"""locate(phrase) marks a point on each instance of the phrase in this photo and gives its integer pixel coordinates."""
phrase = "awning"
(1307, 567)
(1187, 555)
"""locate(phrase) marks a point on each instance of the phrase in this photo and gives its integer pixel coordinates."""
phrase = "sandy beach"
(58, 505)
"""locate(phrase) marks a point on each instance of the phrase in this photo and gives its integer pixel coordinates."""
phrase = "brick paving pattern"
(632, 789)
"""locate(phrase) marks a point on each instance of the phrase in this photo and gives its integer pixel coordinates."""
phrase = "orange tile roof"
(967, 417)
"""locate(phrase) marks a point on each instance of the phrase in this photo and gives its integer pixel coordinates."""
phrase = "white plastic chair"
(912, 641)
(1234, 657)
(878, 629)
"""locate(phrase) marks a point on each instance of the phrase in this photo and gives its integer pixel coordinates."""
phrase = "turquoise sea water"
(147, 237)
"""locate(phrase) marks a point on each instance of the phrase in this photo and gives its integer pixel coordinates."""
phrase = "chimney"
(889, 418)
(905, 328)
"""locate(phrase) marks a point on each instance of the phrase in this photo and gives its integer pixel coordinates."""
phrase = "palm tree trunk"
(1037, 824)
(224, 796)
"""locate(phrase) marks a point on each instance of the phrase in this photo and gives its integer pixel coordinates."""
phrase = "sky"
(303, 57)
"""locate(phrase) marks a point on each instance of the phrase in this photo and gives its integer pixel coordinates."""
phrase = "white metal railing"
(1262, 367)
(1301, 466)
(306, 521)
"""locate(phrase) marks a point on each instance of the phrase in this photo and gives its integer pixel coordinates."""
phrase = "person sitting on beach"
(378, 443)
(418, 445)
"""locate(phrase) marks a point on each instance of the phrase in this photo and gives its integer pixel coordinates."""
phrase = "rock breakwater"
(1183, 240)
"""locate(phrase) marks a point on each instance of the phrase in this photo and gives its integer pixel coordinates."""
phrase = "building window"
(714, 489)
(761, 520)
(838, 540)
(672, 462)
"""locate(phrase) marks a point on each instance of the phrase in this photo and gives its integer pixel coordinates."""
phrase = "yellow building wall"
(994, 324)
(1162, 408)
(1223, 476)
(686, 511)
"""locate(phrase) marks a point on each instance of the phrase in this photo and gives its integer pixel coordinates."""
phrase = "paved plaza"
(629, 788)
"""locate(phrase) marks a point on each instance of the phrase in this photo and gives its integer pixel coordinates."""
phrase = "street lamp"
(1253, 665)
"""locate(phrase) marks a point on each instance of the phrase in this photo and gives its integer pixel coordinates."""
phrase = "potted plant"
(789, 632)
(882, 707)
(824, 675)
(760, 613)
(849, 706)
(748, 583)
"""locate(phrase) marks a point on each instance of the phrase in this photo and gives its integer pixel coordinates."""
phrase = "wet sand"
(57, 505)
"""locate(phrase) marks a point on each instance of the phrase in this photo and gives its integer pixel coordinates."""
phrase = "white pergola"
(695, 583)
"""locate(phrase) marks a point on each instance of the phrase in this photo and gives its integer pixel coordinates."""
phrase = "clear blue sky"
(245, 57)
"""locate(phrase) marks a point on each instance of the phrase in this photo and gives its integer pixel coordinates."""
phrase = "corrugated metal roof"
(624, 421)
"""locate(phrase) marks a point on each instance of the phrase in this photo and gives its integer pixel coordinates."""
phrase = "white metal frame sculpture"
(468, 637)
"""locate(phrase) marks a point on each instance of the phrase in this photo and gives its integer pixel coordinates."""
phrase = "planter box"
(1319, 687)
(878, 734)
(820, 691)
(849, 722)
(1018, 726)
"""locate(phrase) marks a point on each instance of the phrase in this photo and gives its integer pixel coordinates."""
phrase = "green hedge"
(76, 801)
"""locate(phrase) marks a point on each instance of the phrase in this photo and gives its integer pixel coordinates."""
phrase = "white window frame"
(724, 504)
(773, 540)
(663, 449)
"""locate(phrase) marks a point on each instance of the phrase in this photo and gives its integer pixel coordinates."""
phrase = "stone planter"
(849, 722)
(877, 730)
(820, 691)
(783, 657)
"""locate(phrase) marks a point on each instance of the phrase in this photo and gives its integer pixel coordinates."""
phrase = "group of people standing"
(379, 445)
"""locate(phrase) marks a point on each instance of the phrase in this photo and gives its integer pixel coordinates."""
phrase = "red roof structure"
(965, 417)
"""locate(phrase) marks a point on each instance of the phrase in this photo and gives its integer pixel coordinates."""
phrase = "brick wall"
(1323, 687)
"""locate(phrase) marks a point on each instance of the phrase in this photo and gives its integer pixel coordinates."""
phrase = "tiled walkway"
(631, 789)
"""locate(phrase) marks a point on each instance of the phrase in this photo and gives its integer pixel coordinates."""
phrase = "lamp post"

Your assignment: Could you write out all the records exactly, please?

Solution to the exercise:
"""locate(phrase) marks a point on each instance of the phrase in this photo and gives its integer pixel coordinates."""
phrase = "awning"
(1307, 567)
(1187, 555)
"""locate(phrase) marks a point on each instance of the phrase in this photo and gives its integer pixel coordinates."""
phrase = "sandy beach"
(58, 505)
"""locate(phrase) marks a point on each instance of the phrase in this photo and gives its integer pixel coordinates."""
phrase = "brick paving pattern"
(632, 789)
"""locate(phrase) marks a point on each instance of the phrase in this photo and gives its integer pixel coordinates."""
phrase = "orange tile roof"
(967, 417)
"""locate(phrase) marks a point on each instance of the phrase in this photo and gives its integer pixel coordinates."""
phrase = "white plastic chair"
(912, 641)
(1234, 657)
(878, 629)
"""locate(phrase) marks a point on each instance of the phrase in this photo and gives its integer pixel coordinates."""
phrase = "turquoise sea water"
(147, 237)
"""locate(phrase) marks a point on each instance of the phrase in this photo and gives its integer pixel coordinates."""
phrase = "chimney"
(889, 418)
(905, 328)
"""locate(phrase) marks a point on each instance of the phrase in this photo and gives its integer pixel coordinates."""
phrase = "palm tree trunk"
(1037, 824)
(224, 796)
"""locate(phrase) marks a point on each instance of the phrase in this photo and gives its integer pixel coordinates."""
phrase = "sky"
(303, 57)
"""locate(phrase) marks a point on each instance of the phrase in this photo and gives its integer pixel coordinates."""
phrase = "white metal railing"
(1262, 367)
(1301, 466)
(306, 521)
"""locate(phrase) marks a point on each instance of the phrase in this photo and gives its integer pixel coordinates."""
phrase = "person sitting on beach"
(378, 443)
(418, 445)
"""locate(phrase) marks a point on each instance of the phrase in this photo and gives its integer pixel coordinates."""
phrase = "rock breakwater"
(1183, 240)
"""locate(phrase) marks a point on each instance of the phrase in this photo and gives its integer pixel coordinates."""
phrase = "building window"
(714, 489)
(761, 520)
(838, 540)
(672, 462)
"""locate(phrase) marks a point on each instance of the phrase in this photo and gives its integer pixel coordinates."""
phrase = "yellow building wall"
(994, 324)
(1162, 408)
(1223, 476)
(686, 511)
"""locate(phrase) marks a point on each instance of the phrase in this photo and gives its integer pixel coordinates."""
phrase = "paved plaza"
(629, 788)
"""locate(phrase) marks a point on each instance of the phrase in this photo and gives its integer pixel coordinates."""
phrase = "street lamp"
(1253, 665)
"""locate(phrase) marks a point on each instance of the phrase in this photo and gives its integer pixel coordinates."""
phrase = "potted plant"
(789, 632)
(882, 707)
(824, 675)
(760, 613)
(849, 706)
(748, 583)
"""locate(phrase) marks a point on each instance of the phrase in this photo and gives its integer pixel coordinates."""
phrase = "wet sand"
(57, 505)
"""locate(phrase) marks a point on each instance of the phrase in this photo and gives its integer pixel coordinates."""
phrase = "white pergola"
(695, 583)
"""locate(phrase) marks a point on each instance of the phrase in this photo and gives its integer pixel coordinates."""
phrase = "clear blue sky"
(245, 57)
"""locate(phrase) marks a point on each instance of the phrase in this photo and gives its integer pixel coordinates."""
phrase = "corrugated metal roof"
(624, 421)
"""locate(phrase) marks a point on each instance of the phrase in this photo and gives its integer pixel coordinates."""
phrase = "white metal frame sculpture"
(468, 637)
"""locate(phrase) marks a point on each instance of the phrase in this photo and gives its integer pixel coordinates."""
phrase = "planter box"
(1319, 687)
(878, 734)
(820, 691)
(849, 722)
(1018, 726)
"""locate(phrase) marks a point on each instance of the phrase in this photo and gives its integer pixel coordinates."""
phrase = "green hedge"
(76, 801)
"""locate(phrase) marks a point on each instance of the phrase in this photo and gives its integer pixel coordinates."""
phrase = "white window frame"
(724, 504)
(773, 540)
(663, 449)
"""locate(phrase) marks a point on each instance of the phrase in this photo and gives its integer pixel coordinates."""
phrase = "stone planter"
(849, 722)
(877, 730)
(820, 691)
(783, 657)
"""locate(phrase) marks a point on each instance of the phrase in this photo and gives its integer pixel coordinates."""
phrase = "group of people standing"
(379, 445)
"""locate(phrase) marks a point on each instance of the phrase in this photo and gives its integer pixel coordinates."""
phrase = "red roof structure"
(965, 417)
"""locate(phrase) marks a point on each instance of the phrase in this photo and gives its integer pixel coordinates."""
phrase = "brick wall"
(1323, 687)
"""locate(phrase) marks a point on each instance of the phrase in this photo and gives its integer pixel coordinates."""
phrase = "tiled walkway"
(631, 789)
"""locate(phrase) marks a point on each instance of the phrase in this photo and gives its integer pixel coordinates."""
phrase = "lamp post"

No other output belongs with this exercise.